Hard links and Unix/Linux file system index nodes (inodes)

Ian! D. Allen – www.idallen.com

Fall 2016 - September to December 2016 - Updated 2017-11-27 01:36 EST

1 OverviewIndexup to index

A feature of most Unix/Linux file systems is the ability to have two or more names for the same file data. These names are called hard links.

1.2 File data is stored by number in inodesIndexup to index

To make multiple names possible, in Unix/Linux the file data is stored in a different place than the file name. The file data is given a unique number, called an index node or inode number, and the file data is stored on disk using only that number (not the name).

The names of files are stored on disk in a separate directory. Each file name is paired with just the inode number that matches the file data that goes with that name. The data is not stored with the name; only the inode number of the data is stored with the name. This makes it easy to have multiple names refer to the same inode number.

The ls command with the -i option will show you at the start of each output line the inode number paired with each file system name. The -d option to ls shows the actual directory permissions, not the directory contents:

$ ls -ild /bin /bin/bz*
711 drwxr-xr-x 2 root adm   4096 Jan 20 02:49 /bin/
601 -rwxr-xr-x 3 root root 31112 Dec 15  2011 /bin/bzcat
601 -rwxr-xr-x 3 root root 31112 Dec 15  2011 /bin/bzip2
444 -rwxr-xr-x 1 root root  2140 Dec 15  2011 /bin/bzdiff
[...]

We see above that directory /bin has its own inode number 711. The file names /bin/bzcat and /bin/bzip2 are both paired with inode 601 and the file name /bin/bzdiff is paired with inode 444.

** Work to do **
Render this sentence from the hard links text in Spanish: "This makes it easy to have multiple names refer to the same inode number."

** Dataset content **
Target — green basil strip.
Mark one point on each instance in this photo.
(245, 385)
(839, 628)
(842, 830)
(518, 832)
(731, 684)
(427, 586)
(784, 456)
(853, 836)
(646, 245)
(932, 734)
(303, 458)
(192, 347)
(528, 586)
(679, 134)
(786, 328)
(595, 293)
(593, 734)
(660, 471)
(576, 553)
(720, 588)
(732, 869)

** Exercise result **
Esto facilita que varios nombres hagan referencia al mismo número de inodo.